▶ _Set exercise A_:
Identify every line in the records that contains the word "pole", and copy each of those lines.

▶ _Article_:
Thursday, 7 January 2010
Another Book Review... English Catholic Heroines, ed. Joanna Bogle, Gracewing (2009) pp. 318
Pope John Paul II, in Mulieris Dignitatem, called on the Church to be more vocal in giving thanks for “all the manifestations of the feminine ‘genius’ which have appeared in the course of [her] history.” English Catholic Heroines, edited by the much-loved Joanna Bogle, is a celebration of a large and varied group of women who have made their mark on the consciousness of the nation and the Church. It is also a fine, and much needed, compliment to its companion edition, English Catholic Heroes.

▶ _Records for processing_:
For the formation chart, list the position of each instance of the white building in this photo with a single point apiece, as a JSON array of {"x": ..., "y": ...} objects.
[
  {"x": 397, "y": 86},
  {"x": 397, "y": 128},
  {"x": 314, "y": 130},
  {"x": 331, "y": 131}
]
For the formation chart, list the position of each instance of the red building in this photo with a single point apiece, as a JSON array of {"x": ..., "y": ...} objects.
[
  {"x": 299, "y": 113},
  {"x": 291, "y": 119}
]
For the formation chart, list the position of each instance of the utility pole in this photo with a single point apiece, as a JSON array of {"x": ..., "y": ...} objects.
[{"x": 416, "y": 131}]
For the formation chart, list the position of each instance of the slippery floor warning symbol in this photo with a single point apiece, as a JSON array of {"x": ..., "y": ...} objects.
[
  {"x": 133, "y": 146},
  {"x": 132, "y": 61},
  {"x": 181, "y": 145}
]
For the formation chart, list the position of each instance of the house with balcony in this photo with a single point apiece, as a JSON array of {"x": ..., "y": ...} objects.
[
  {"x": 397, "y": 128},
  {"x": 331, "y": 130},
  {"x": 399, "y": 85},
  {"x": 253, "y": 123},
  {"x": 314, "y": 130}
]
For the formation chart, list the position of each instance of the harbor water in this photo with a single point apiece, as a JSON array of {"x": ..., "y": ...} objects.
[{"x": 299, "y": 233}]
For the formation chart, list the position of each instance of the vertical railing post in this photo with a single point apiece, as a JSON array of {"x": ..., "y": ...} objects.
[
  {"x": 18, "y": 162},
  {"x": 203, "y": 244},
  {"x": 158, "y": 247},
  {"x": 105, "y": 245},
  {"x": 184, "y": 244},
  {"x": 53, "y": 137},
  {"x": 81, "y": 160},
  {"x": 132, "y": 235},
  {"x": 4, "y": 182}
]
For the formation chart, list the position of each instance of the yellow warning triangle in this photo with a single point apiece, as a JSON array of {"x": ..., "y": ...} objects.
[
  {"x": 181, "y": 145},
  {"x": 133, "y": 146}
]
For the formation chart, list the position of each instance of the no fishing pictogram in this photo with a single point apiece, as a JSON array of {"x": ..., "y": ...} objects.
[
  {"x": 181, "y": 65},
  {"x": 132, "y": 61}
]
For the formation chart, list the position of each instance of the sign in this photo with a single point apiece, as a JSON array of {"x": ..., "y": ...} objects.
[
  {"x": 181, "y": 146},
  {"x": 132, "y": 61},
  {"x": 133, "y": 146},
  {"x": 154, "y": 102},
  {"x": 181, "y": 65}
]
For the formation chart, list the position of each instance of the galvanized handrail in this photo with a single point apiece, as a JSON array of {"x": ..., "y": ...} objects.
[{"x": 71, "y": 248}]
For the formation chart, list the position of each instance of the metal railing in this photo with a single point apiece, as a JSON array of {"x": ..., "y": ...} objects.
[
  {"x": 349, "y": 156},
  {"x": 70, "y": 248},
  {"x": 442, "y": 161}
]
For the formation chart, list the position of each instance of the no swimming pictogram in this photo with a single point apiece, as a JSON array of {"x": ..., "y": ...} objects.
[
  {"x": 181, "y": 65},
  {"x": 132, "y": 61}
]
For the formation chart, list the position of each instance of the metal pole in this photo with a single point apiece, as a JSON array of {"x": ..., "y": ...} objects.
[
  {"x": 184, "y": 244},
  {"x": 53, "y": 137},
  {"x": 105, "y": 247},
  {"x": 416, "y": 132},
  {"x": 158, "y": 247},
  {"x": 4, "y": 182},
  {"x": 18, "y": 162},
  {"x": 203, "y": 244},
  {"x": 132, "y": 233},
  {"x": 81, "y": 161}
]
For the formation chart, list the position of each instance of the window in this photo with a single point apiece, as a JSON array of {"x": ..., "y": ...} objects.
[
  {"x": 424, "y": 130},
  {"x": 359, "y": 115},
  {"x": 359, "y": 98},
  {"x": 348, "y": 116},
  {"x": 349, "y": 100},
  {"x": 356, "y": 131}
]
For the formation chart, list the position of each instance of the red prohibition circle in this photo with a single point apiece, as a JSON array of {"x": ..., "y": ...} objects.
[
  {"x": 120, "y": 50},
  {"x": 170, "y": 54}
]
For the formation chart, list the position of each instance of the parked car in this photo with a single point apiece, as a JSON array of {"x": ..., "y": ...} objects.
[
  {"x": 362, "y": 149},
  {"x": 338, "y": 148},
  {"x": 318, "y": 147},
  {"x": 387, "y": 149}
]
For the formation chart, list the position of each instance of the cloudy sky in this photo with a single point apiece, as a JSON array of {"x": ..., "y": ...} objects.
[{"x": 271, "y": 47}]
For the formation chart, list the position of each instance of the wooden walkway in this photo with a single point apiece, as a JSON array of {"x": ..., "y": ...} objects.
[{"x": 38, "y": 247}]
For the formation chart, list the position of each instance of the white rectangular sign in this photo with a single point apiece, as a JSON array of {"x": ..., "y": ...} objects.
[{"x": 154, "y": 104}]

▶ _Set exercise B_:
Please write out the stretch of the book review from "Thursday, 7 January" through "English Catholic Heroes." again, replacing "celebration" with "tribute".

▶ _Exercise answer A_:
For the formation chart, list the position of each instance of the utility pole in this photo with a single point apiece, as a JSON array of {"x": ..., "y": ...} objects.
For the formation chart, list the position of each instance of the metal pole in this photo with a single point apiece, as a JSON array of {"x": ..., "y": ...} objects.

▶ _Exercise answer B_:
Thursday, 7 January 2010
Another Book Review... English Catholic Heroines, ed. Joanna Bogle, Gracewing (2009) pp. 318
Pope John Paul II, in Mulieris Dignitatem, called on the Church to be more vocal in giving thanks for “all the manifestations of the feminine ‘genius’ which have appeared in the course of [her] history.” English Catholic Heroines, edited by the much-loved Joanna Bogle, is a tribute of a large and varied group of women who have made their mark on the consciousness of the nation and the Church. It is also a fine, and much needed, compliment to its companion edition, English Catholic Heroes.